_What you need to do_:
Reproduce word for word everything in the passage on elliptic genera from "Here is an example" down to "expressed through eqn.\witrevis.".

_Text passage_:
One might wonder in which sense the answer we found for possible
LG  descriptions of N=2 superconformal theories is unique.
Here is an example of different superconformal theories sharing the
same elliptic genus.
If we take the expression \proN\ of the $SU(N)_k$ elliptic
genus for level $k=1$, we find lots of cancellations in the
product of theta functions, so that we are left with
$$ {\Theta_1(N^2z|\tau) \over \Theta_1(Nz|\tau)}.$$
Up to a redefinition $z \to z / N$, this is nothing but the
elliptic genus of the $SU(2)_{N-1}$ superconformal theory
as expressed through eqn.\witrevis.
So we get a simple example where although the elliptic genera coincide,
the superconformal theories are different.

On the other hand, from the Landau--Ginzburg point of view, it is
easy to see that the $SU(N)_1$ fusion ring can be viewed as
a {\it perturbation} of the $SU(2)_{N-1}$ Landau--Ginzburg potential,
by adding the most relevant perturbation by $\Phi_1$:
$$ W= {\Phi_1^{N+1} \over {N+1}} -t_{N} \Phi_1, $$
where $t_N$ is a dimensionful coupling preserving the global
quasi--homogeneity of the potential.
This perturbation is known to correspond to an integrable perturbation
of the associated superconformal theory
\ref\FMVW{P. Fendley, S. Mathur, C. Vafa and N. Warner, Phys.
Lett. {\bf B243} (1990) 257; T. Eguchi and S.-K. Yang, Mod. Phys.
Lett. {\bf A5} (1990) 1693;
P. Mathieu and M. Walton, Phys. Lett. {\bf B254} (1991) 106;
P. Fendley, W. Lerche, S. Mathur and N. Warner,
Nucl. Phys. {\bf B348} (1991) 66.}.
It would seem that
the elliptic genus is indeed preserved under certain  "massive"
perturbations of the initial Landau--Ginzburg theory \WIT.
This point should certainly be the object of further study.

We find more coincidences between various elliptic genera by comparing
the $SU(N)_k$ result \proN\ to that of $SU(k+1)_{N-1}$, when
$k+1<N$. Due to cancellations in the numerator and denominator of
\proN, we end up with the same result. We believe that this corresponds
to some generalization of the above phenomenon,
that certain perturbations preserve the elliptic genus.
This is also related to the "level--rank"
duality of affine Lie algebras
\ref\ABS{D. Altsch\"uler, M. Bauer and H. Saleur,
J. Phys. Lett. {\bf A23} (1990) 789.}\ \GE\
\ref\GG{D. Gepner, {\it Foundations of Rational Conformal Field Theory I},
Caltech preprint CALT-68-1825 (1992).}.

\subsec{Some examples which do not work.}

There are still many puzzles left in the attempts to describe the
known superconformal theories in Landau--Ginzburg terms.

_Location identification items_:
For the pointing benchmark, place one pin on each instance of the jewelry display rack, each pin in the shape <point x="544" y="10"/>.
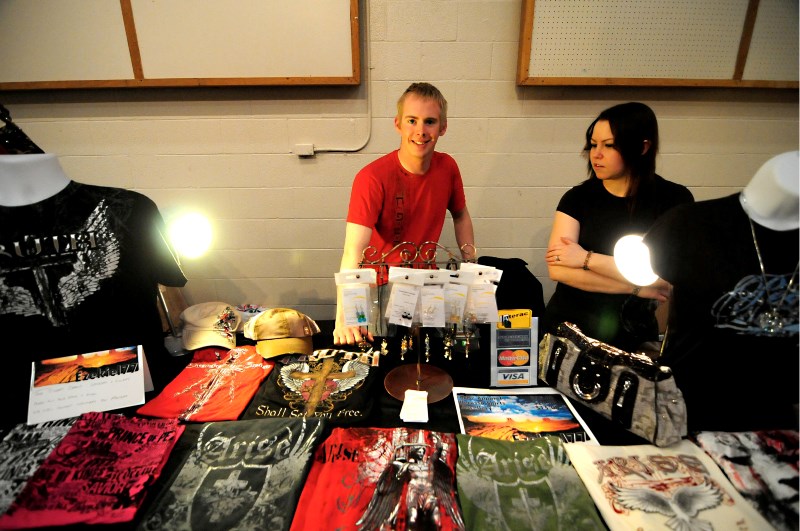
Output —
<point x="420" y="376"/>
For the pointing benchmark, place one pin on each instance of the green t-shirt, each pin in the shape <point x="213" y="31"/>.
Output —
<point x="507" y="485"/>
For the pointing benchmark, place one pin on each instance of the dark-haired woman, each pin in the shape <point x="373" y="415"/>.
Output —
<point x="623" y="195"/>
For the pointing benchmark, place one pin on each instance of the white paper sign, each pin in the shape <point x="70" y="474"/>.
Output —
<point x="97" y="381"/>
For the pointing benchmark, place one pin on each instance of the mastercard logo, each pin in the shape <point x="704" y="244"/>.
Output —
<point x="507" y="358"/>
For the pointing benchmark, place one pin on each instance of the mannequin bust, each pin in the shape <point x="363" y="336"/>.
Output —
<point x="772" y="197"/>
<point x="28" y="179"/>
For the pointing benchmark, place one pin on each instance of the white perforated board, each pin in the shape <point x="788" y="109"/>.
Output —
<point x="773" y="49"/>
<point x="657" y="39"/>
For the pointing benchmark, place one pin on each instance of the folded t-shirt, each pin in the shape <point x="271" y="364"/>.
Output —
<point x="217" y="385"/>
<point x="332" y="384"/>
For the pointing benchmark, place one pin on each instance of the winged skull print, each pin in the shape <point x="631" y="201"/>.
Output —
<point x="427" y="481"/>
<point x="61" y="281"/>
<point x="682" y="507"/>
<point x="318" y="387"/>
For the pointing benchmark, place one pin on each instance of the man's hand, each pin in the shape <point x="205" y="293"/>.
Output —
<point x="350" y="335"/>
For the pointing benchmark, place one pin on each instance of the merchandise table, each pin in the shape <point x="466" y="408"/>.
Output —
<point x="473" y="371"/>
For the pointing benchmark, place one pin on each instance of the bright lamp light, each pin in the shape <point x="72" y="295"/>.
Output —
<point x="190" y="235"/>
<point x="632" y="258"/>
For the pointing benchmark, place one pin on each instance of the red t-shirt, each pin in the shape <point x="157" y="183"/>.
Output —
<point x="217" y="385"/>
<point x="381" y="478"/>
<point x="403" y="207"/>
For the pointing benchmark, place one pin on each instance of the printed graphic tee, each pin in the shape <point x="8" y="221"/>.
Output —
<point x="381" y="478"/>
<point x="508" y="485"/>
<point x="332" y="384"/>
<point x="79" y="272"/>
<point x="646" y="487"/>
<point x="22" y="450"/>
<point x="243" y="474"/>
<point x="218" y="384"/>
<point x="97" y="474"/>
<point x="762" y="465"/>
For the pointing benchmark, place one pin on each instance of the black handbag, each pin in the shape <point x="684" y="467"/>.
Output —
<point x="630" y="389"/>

==

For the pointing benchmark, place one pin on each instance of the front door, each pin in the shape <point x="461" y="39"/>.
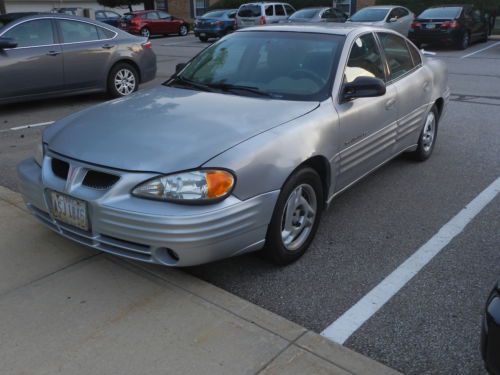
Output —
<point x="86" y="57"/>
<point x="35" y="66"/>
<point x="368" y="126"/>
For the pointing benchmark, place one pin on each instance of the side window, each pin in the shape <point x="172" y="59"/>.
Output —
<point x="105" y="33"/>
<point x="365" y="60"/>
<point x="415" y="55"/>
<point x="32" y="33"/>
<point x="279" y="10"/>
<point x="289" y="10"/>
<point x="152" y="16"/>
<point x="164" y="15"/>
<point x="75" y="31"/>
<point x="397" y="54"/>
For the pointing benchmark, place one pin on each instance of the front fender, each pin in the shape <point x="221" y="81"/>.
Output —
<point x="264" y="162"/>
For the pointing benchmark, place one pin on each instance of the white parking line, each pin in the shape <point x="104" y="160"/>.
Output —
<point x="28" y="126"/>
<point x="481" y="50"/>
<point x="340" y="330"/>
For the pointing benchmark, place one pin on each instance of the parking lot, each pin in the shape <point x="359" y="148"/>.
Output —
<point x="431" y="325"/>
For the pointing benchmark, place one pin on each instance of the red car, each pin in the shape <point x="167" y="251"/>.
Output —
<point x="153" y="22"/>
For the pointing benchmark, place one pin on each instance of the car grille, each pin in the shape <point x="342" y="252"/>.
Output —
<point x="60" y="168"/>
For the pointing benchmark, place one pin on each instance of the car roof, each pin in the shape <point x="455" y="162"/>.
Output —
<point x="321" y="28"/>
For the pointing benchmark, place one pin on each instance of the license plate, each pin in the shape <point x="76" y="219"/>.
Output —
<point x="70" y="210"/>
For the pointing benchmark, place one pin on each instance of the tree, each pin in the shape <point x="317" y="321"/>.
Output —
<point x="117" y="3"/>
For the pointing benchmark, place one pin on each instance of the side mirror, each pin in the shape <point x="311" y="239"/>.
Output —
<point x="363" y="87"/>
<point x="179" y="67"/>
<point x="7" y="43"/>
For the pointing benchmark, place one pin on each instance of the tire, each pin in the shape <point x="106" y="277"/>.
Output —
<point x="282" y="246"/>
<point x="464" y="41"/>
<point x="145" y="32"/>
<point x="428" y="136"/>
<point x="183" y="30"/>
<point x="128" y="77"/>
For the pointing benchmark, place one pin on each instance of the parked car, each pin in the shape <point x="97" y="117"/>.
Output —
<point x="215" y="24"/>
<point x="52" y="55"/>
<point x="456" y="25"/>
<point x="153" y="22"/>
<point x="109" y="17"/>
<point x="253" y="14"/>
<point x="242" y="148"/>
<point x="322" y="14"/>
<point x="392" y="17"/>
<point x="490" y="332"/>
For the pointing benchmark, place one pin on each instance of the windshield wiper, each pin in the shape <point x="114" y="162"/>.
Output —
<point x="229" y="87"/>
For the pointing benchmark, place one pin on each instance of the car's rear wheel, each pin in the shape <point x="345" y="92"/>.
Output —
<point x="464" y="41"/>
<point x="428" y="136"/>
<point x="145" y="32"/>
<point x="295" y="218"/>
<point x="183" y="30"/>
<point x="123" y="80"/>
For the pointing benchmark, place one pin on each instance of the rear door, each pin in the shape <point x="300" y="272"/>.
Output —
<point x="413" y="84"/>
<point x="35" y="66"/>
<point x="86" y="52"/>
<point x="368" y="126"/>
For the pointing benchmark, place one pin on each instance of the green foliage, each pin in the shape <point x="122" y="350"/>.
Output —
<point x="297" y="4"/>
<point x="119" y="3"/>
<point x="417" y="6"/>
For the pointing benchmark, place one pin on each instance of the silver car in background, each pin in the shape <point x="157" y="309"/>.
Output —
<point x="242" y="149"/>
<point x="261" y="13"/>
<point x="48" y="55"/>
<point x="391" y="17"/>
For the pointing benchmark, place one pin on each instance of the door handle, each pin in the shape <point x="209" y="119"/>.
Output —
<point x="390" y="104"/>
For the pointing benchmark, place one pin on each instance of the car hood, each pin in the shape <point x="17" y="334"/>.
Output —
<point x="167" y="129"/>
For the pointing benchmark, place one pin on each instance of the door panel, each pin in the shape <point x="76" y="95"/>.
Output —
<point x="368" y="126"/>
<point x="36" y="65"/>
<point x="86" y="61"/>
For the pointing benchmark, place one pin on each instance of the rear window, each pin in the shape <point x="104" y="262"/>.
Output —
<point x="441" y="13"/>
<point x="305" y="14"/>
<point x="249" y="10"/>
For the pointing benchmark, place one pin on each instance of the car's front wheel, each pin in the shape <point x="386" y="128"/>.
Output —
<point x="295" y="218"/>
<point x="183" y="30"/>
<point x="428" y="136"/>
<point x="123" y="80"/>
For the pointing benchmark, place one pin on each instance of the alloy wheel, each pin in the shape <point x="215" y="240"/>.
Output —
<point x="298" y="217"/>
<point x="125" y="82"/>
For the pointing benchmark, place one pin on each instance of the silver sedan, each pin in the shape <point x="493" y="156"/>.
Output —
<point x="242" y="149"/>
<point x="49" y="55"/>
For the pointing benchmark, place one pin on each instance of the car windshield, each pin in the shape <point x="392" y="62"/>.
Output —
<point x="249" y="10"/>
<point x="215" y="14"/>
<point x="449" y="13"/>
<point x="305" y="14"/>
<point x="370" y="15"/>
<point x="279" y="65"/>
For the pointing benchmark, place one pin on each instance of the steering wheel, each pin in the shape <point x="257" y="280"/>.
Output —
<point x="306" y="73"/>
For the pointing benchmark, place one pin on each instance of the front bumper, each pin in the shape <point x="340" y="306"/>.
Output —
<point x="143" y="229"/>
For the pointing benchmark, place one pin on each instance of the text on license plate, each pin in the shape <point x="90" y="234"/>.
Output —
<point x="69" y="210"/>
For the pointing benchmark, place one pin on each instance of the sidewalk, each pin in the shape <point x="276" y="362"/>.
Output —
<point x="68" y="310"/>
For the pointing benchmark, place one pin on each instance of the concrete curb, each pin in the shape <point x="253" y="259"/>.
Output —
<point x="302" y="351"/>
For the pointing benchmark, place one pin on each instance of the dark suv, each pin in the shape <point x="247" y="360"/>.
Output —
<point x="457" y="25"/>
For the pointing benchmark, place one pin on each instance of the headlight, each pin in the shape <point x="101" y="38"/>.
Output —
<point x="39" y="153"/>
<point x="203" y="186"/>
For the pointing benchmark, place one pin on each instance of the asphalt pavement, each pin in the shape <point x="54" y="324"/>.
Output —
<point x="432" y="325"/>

_Solution to the problem_:
Here is an example of different superconformal theories sharing the
same elliptic genus.
If we take the expression \proN\ of the $SU(N)_k$ elliptic
genus for level $k=1$, we find lots of cancellations in the
product of theta functions, so that we are left with
$$ {\Theta_1(N^2z|\tau) \over \Theta_1(Nz|\tau)}.$$
Up to a redefinition $z \to z / N$, this is nothing but the
elliptic genus of the $SU(2)_{N-1}$ superconformal theory
as expressed through eqn.\witrevis.